== Extrait du document ==

────────────────────────────────────────

S'agissant de la formation des médecins, le professeur Henrion1(*) effectue un travail remarquable. Des modules destinés aux étudiants ont été créés dans les facultés de médecine. J'ai d'ailleurs ressenti de la part des académiciens un très vif intérêt pour la question, lorsque le professeur Henrion m'avait fait l'honneur de m'inviter pour présenter une conférence.
Au niveau de la police et de la gendarmerie, la formation existe depuis longtemps. Si les cadres y sont sensibilisés, la difficulté qui se pose est toujours la même : la déclinaison de cette politique sur le terrain. Cela nécessite un effort de contrôle par les personnels encadrants.
S'agissant des enfants, ce que vous dites correspond à la réalité. Le professeur Berger, que j'évoquais tout à l'heure, accueille dans son unité de recherche et de soins des enfants qualifiés d' « ultraviolents » de dix ou douze ans. Afin de les maîtriser, lors de crises de rage ou de colère, pas moins de deux ou trois médecins et infirmiers sont nécessaires. Ces enfants ont tous grandis dans un milieu familial violent.

────────────────────────────────────────

Enregistrements de données

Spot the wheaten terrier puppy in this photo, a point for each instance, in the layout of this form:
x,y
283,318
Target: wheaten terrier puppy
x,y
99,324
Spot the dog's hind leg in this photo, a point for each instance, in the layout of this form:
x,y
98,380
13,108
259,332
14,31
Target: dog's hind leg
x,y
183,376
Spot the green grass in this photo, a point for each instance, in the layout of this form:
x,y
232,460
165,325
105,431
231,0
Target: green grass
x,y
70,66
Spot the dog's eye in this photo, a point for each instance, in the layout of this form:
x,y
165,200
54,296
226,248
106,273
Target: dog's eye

────────────────────────────────────────

== Questions d'étude ==
1) D'après l'extrait du document, combien de médecins et infirmiers faut-il pour maîtriser les enfants « ultraviolents » lors de crises de rage ou de colère ?
2) Poursuivez l'extrait du document après sa dernière phrase, s'il vous plaît.
Les entrées constituent un matériau distinct de l'extrait du document.

== Réponses par point ==
1) Pas moins de deux ou trois.

2)
Certaines dérives m'inquiètent, notamment la revendication par certaines associations et avocats d'une présomption de légitime défense en ce qui concerne les femmes. Une femme qui tue son mari n'agit pas nécessairement dans un cadre de légitime défense. Or, admettre cette présomption implique que la charge de la preuve revient au Parquet. N'oublions pas que, à l'origine, la légitime défense était une présomption. Ce principe a été remis en cause à la suite d'une affaire judiciaire. Restaurer une présomption de légitime défense au profit des femmes serait le pire service qu'on puisse leur rendre.
Mme Michelle Meunier. - Les aspects médicaux sont importants parce le médecin peut être témoin de violences dans son cabinet, même si, comme l'affirme votre collègue Édouard Durand2(*), « le plus dur est de voir ce que l'on voit ». Redoutant une procédure de diffamation, il peut être réticent à interroger directement sa patiente au sujet de ses blessures. De plus, la femme affirme venir consulter pour des douleurs abdominales, des problèmes de cervicales, à la suite d'une chute dans l'escalier... Il est donc essentiel de sensibiliser et de former les médecins à ce repérage. Je lirai avec attention ce qu'a écrit le professeur Henrion.
M. Luc Frémiot. - Un important travail de formation reste à fournir. Il est indispensable de créer des unités de médecine légale au sein des juridictions, comme je l'avais fait à Douai.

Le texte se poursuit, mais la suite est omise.